DOCUMENT:
Soucieux de l'indépendance du couvent, Théodomir écrit à Louis le Débonnaire en 816 (778-840 - fils de Charlemagne, appelé aussi Louis Le Pieux), pour lui demander sa protection et reconnaissance du droit d'élection du père Abbé par les moines. Malgré l'évêque de Nimes, le 2 janvier satisfaction lui est donnée en 821 et il voit deux dons nouveaux enrichir la communauté.
Le faux diplôme - Théodomir (prétendu neveu de Charlemagne) - Louis le Pieux (dit aussi « le débonnaire », 3ème fils de Charlemagne.
En juillet 818, l'abbaye est classée parmi celles qui ne doivent fournir ni présents ni soldats (Hoec sunt qui née dona née militiam dare debent, sed solas orationes pro salute imperatoris vêt filiorum eius et stabilitate imperit).
Bernard, duc de Septimanie et comte de Barcelone, s'empare d'une partie des terres. Plainte est aussitôt portée à l'empereur, par l'abbé Théobaldus en juillet 851. Viendra, un peu plus de six ans après, reconnaissance des possessions et privilèges dans les comtés de Nimes et de Maguelonne.

DONNÉES FOURNIES:

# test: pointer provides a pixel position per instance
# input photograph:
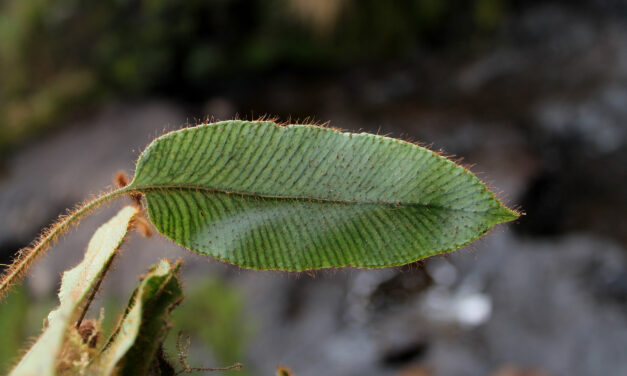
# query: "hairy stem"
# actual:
(26, 256)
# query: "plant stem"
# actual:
(26, 256)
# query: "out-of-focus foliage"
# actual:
(57, 56)
(13, 312)
(212, 315)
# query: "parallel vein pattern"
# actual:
(300, 197)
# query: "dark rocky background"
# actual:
(532, 94)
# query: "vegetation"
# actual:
(258, 195)
(63, 55)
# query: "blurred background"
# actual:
(532, 94)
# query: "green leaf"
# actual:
(133, 347)
(298, 197)
(43, 357)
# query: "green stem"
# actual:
(27, 255)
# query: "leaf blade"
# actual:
(132, 348)
(211, 189)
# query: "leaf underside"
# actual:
(135, 342)
(300, 197)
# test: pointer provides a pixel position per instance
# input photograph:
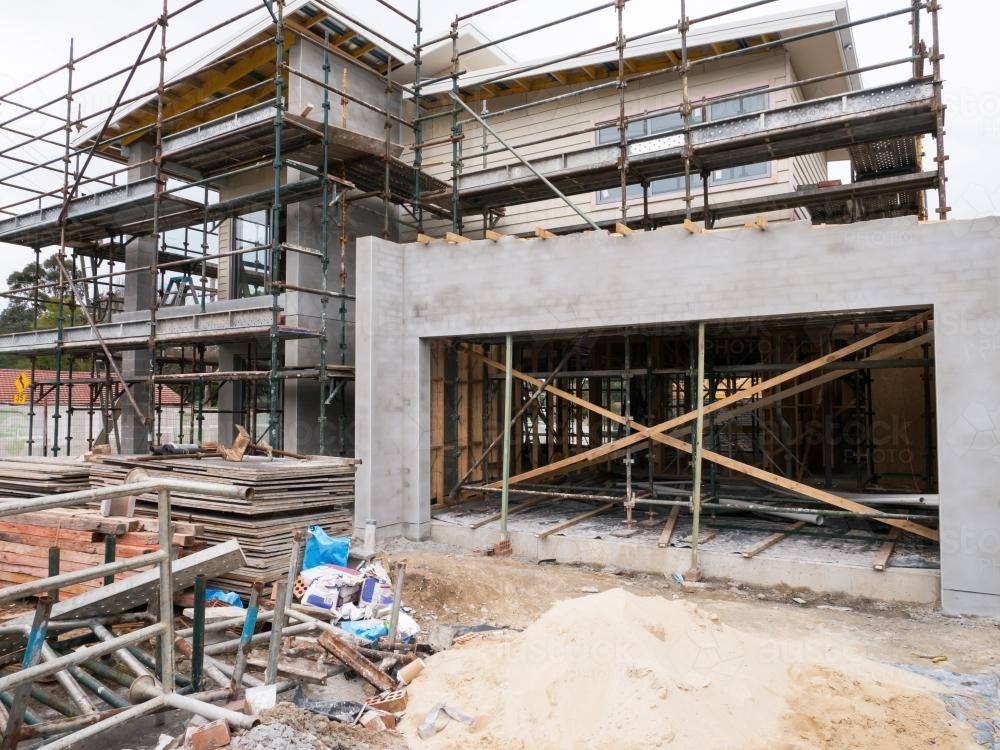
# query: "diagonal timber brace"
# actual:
(643, 432)
(656, 433)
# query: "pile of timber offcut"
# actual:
(81, 537)
(287, 495)
(35, 476)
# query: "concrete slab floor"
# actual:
(826, 559)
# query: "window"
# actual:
(744, 105)
(648, 126)
(741, 173)
(675, 184)
(670, 122)
(250, 269)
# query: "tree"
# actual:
(23, 309)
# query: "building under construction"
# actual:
(618, 264)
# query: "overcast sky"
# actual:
(38, 40)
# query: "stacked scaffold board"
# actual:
(285, 495)
(30, 476)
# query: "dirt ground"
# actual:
(456, 588)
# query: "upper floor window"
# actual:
(668, 122)
(743, 105)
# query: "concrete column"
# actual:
(135, 436)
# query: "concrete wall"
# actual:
(410, 293)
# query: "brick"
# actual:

TÂCHES À RÉALISER:
1. Répondez à ces questions d'après le document sur l'abbaye, en reprenant les lettres :
(a) En quelle année Théodomir écrit-il à Louis le Débonnaire ?
(b) Que l'abbaye n'a-t-elle pas à fournir depuis juillet 818 ?
(c) Quel abbé porte plainte auprès de l'empereur en juillet 851 ?
2. Dans le document sur l'abbaye, transformez en liste à puces le paragraphe qui commence par « Bernard, duc de Septimanie », sans perdre ses faits principaux.
3. Prolongez le document sur l'histoire de l'abbaye à la suite de sa dernière phrase.

RÉPONSES:
1.
(a) En 816.
(b) Ni présents ni soldats.
(c) L'abbé Théobaldus.

2.
- Bernard, duc de Septimanie et comte de Barcelone, prend une partie des terres.
- En juillet 851, l'abbé Théobaldus porte aussitôt plainte auprès de l'empereur.
- Un peu plus de six ans plus tard, les possessions et privilèges de l'abbaye dans les comtés de Nimes et de Maguelonne sont reconnus.

3.
Des droits de pêche et de pâturages y sont ajoutés.
Vers 919 Abdérame III, le fondateur de l'école de médecine de Cordoue, fonce sur le midi de la France. Raimon II, comte de Toulouse lui donne la chasse. Les Sarrasins tombent sur les cent quarante religieux du monastère qui fuient à Cornillac.
Depuis la première irruption musulmane (720-725), les moines avaient entretenu et desservi plusieurs prieurés et chapellenies dans cette portion de territoire située entre Marsillargues et Lunel, qui leur servaient occasionnellement de lieu de refuge.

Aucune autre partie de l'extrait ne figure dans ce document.